Problem statement – Your job is to print, exactly, the lines in the data below from the line with "spot the small outbuilding." through the line with "spot the wet rock.", both included, and to omit any picture.

Records shown –
◆ ◆ ◆

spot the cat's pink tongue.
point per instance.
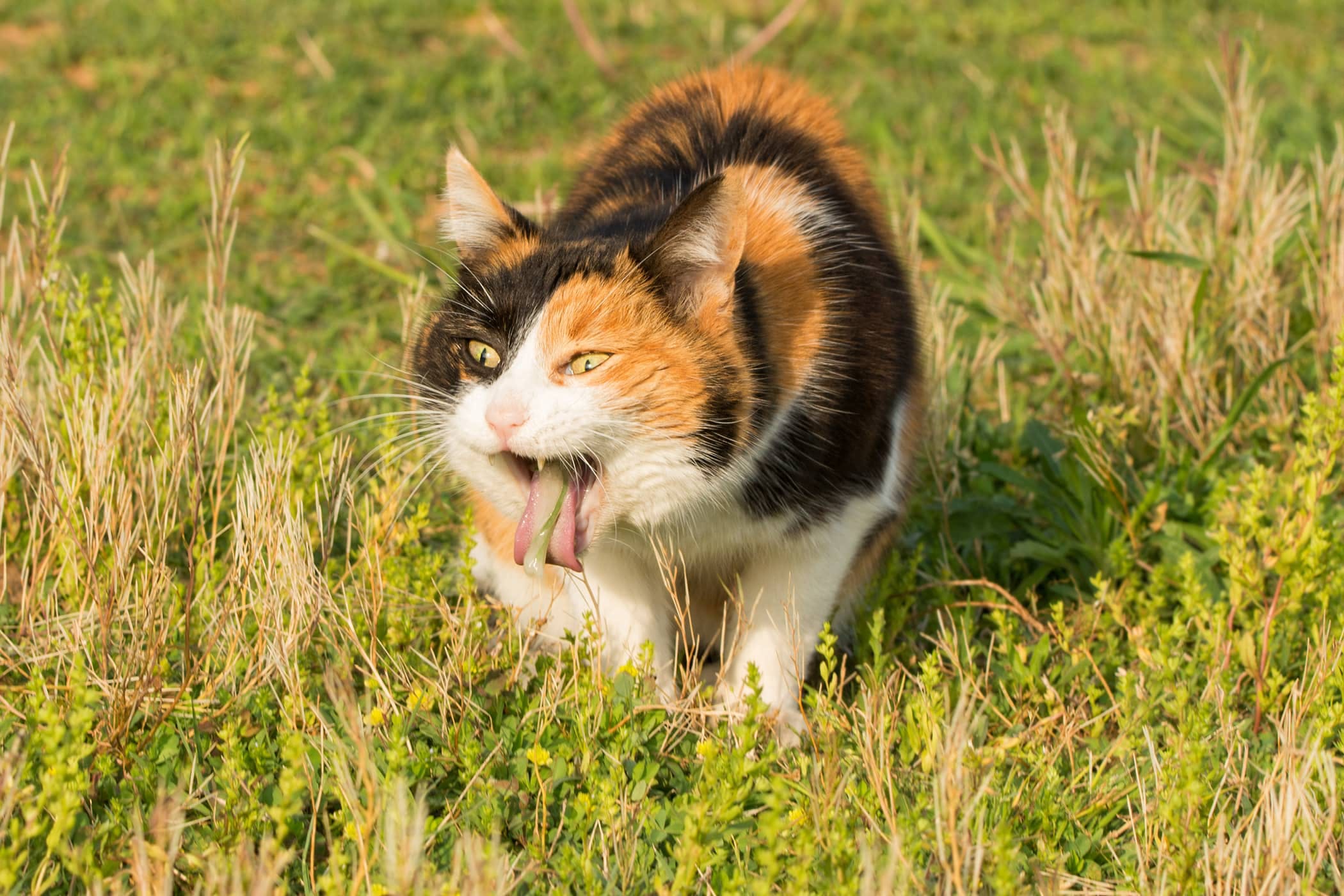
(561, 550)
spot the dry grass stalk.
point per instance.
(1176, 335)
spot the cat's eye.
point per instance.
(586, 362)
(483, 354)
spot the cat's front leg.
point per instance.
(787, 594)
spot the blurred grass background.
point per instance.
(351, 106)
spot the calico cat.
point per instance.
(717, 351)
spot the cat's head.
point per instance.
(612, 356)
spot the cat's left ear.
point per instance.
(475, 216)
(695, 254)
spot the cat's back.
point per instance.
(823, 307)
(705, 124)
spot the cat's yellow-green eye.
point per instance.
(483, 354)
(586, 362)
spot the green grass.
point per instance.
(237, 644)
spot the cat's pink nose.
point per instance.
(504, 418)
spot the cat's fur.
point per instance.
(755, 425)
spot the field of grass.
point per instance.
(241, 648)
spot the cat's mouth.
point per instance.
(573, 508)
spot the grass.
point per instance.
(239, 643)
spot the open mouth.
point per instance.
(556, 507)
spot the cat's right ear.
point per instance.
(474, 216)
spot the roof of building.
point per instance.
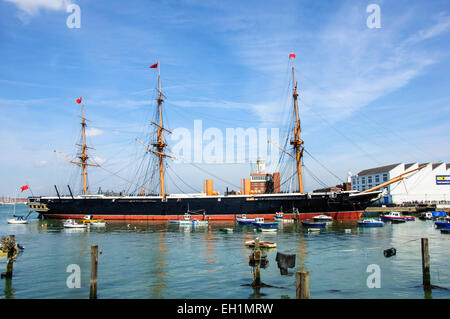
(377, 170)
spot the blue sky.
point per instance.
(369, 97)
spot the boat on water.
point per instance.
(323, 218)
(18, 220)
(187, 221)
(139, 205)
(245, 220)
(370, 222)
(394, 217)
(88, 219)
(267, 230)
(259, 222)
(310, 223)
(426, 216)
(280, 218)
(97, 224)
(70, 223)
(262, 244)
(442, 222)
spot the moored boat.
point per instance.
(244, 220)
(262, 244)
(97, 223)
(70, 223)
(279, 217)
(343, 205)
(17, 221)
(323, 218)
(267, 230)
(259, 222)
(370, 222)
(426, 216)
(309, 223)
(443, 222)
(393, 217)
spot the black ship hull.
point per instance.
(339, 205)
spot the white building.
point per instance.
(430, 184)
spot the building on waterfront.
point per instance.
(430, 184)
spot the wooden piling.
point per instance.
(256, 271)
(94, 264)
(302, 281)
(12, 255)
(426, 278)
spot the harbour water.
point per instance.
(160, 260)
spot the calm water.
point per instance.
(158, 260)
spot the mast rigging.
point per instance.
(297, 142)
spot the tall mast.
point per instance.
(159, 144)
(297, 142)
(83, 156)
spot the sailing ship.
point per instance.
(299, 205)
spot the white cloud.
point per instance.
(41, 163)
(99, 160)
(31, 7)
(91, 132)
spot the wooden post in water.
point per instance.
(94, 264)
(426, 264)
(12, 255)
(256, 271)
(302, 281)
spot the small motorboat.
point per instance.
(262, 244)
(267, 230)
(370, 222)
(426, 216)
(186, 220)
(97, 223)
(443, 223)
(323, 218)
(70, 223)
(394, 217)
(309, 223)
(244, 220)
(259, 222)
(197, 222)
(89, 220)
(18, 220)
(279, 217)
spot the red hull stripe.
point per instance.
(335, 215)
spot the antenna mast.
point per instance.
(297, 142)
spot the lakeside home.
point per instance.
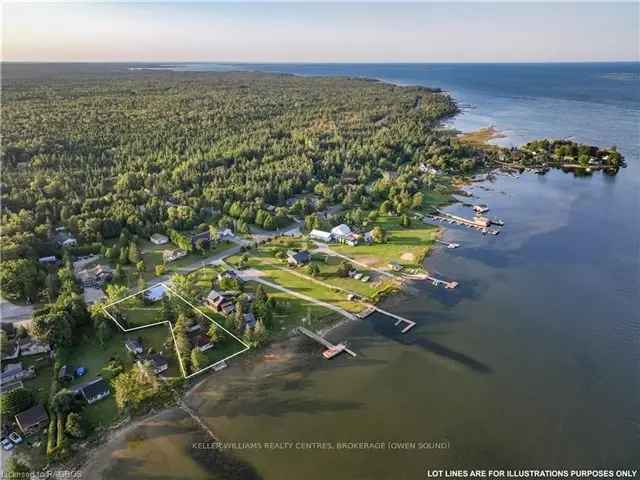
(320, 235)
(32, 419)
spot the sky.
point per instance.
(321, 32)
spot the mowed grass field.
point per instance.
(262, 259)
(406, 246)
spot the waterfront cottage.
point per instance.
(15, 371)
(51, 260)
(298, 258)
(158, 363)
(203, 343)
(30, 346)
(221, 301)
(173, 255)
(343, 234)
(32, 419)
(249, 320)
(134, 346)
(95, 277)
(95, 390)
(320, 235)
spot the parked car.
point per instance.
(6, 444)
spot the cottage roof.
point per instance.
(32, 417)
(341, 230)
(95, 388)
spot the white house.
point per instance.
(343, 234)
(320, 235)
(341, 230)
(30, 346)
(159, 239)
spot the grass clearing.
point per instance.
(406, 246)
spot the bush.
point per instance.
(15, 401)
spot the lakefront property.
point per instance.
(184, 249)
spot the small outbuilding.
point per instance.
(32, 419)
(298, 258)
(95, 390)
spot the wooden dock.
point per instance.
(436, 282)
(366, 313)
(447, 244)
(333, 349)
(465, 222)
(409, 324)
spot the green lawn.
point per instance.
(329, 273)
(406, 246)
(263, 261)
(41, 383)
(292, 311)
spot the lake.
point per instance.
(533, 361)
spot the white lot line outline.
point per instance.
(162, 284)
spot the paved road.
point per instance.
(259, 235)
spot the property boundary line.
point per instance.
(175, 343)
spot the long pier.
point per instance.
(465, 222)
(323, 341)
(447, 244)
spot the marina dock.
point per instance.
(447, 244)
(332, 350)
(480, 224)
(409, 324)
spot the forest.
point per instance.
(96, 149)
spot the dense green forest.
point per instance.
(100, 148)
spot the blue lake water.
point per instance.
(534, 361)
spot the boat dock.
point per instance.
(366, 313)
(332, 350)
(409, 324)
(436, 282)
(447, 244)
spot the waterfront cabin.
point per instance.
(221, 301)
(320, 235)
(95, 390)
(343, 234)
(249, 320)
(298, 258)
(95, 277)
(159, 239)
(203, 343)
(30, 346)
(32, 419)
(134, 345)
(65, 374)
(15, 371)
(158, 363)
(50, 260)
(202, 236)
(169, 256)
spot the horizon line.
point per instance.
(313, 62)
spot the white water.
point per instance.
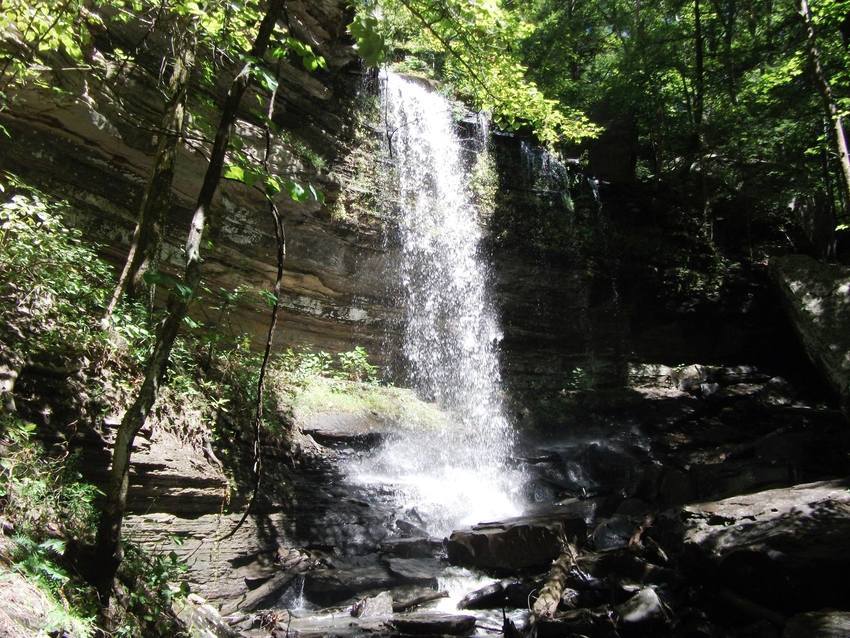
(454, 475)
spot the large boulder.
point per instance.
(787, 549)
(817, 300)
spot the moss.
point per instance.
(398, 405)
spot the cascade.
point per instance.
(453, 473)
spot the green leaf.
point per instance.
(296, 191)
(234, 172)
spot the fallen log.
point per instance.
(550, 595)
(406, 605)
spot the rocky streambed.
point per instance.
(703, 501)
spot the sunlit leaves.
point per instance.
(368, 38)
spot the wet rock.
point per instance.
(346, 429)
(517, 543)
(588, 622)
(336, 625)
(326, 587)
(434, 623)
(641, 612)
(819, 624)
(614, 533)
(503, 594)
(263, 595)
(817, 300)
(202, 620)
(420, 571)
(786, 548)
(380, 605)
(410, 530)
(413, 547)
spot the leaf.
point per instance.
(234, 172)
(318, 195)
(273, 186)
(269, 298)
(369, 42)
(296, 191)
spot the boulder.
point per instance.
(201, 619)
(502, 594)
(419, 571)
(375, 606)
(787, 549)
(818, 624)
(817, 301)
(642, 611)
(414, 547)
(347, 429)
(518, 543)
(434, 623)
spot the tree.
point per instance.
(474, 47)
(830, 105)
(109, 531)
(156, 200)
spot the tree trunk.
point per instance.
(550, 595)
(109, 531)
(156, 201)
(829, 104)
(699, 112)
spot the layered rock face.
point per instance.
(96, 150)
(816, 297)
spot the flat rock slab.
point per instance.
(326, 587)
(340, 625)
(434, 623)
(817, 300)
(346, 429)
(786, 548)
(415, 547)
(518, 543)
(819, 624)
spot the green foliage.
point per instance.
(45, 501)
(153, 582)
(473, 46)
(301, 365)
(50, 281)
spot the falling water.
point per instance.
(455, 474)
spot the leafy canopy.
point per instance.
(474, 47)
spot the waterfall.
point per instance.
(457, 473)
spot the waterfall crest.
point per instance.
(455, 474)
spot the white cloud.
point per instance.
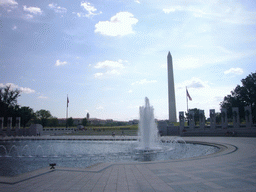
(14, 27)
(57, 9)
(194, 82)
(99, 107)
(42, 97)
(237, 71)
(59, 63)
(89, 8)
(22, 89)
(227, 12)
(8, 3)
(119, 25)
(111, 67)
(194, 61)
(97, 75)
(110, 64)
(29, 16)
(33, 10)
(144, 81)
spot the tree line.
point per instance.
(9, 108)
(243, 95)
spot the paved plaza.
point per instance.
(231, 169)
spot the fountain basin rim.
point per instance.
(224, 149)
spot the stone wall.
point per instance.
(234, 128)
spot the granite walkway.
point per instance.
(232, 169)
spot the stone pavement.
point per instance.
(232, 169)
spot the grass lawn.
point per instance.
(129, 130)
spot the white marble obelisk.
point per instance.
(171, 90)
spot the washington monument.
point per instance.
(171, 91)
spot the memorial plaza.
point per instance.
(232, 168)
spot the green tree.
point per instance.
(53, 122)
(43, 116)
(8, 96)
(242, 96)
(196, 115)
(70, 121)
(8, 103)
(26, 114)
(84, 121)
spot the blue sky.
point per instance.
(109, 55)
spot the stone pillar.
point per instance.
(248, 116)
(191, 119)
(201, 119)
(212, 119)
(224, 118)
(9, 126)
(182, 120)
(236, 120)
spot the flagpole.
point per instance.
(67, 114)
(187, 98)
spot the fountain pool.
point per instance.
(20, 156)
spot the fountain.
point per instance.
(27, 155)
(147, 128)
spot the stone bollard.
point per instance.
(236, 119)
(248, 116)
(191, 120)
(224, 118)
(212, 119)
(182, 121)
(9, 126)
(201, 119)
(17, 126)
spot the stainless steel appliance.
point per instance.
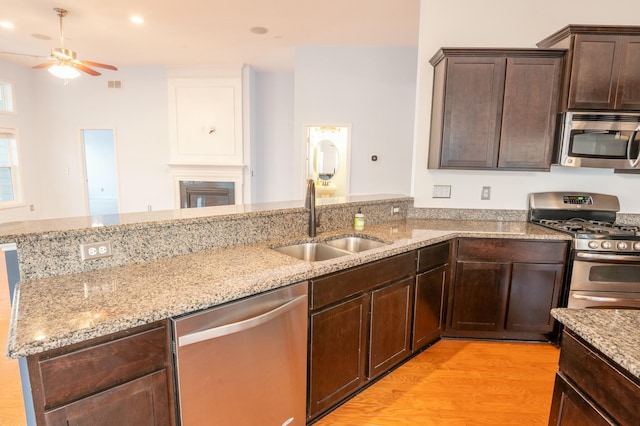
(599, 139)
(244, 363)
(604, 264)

◆ ◆ ◆

Solution for this exercise –
spot the small outbuilding.
point per instance.
(32, 419)
(298, 258)
(95, 390)
spot the wooden dock.
point per instance.
(436, 282)
(366, 313)
(447, 244)
(333, 349)
(465, 222)
(409, 324)
spot the green lawn.
point per instance.
(329, 273)
(406, 246)
(263, 261)
(41, 383)
(292, 311)
spot the lake.
point per instance.
(533, 361)
spot the white lot line outline.
point per instance.
(162, 284)
spot the paved road.
point per instance.
(259, 235)
spot the property boundary line.
point per instance.
(175, 343)
spot the long pier.
point per instance.
(465, 222)
(323, 341)
(447, 244)
spot the marina dock.
point per instance.
(447, 244)
(332, 350)
(480, 224)
(409, 324)
spot the forest.
point per instance.
(96, 149)
spot the dense green forest.
point per instance.
(100, 148)
spot the blue lake water.
point per instance.
(534, 361)
spot the boat dock.
point per instance.
(366, 313)
(332, 350)
(409, 324)
(436, 282)
(447, 244)
spot the waterfront cabin.
point per instance.
(221, 301)
(320, 235)
(95, 390)
(343, 234)
(249, 320)
(298, 258)
(95, 277)
(159, 239)
(203, 343)
(30, 346)
(32, 419)
(134, 345)
(65, 374)
(15, 371)
(158, 363)
(50, 260)
(202, 236)
(169, 256)
spot the horizon line.
point per instance.
(313, 62)
spot the white water.
point per instance.
(454, 475)
spot the large boulder.
point per instance.
(787, 549)
(817, 300)
spot the moss.
point per instance.
(398, 405)
spot the cascade.
point per instance.
(453, 473)
spot the green leaf.
point per instance.
(296, 191)
(234, 172)
spot the fallen log.
point per instance.
(550, 595)
(406, 605)
spot the rocky streambed.
point per instance.
(703, 501)
spot the sunlit leaves.
point per instance.
(368, 38)
spot the wet rock.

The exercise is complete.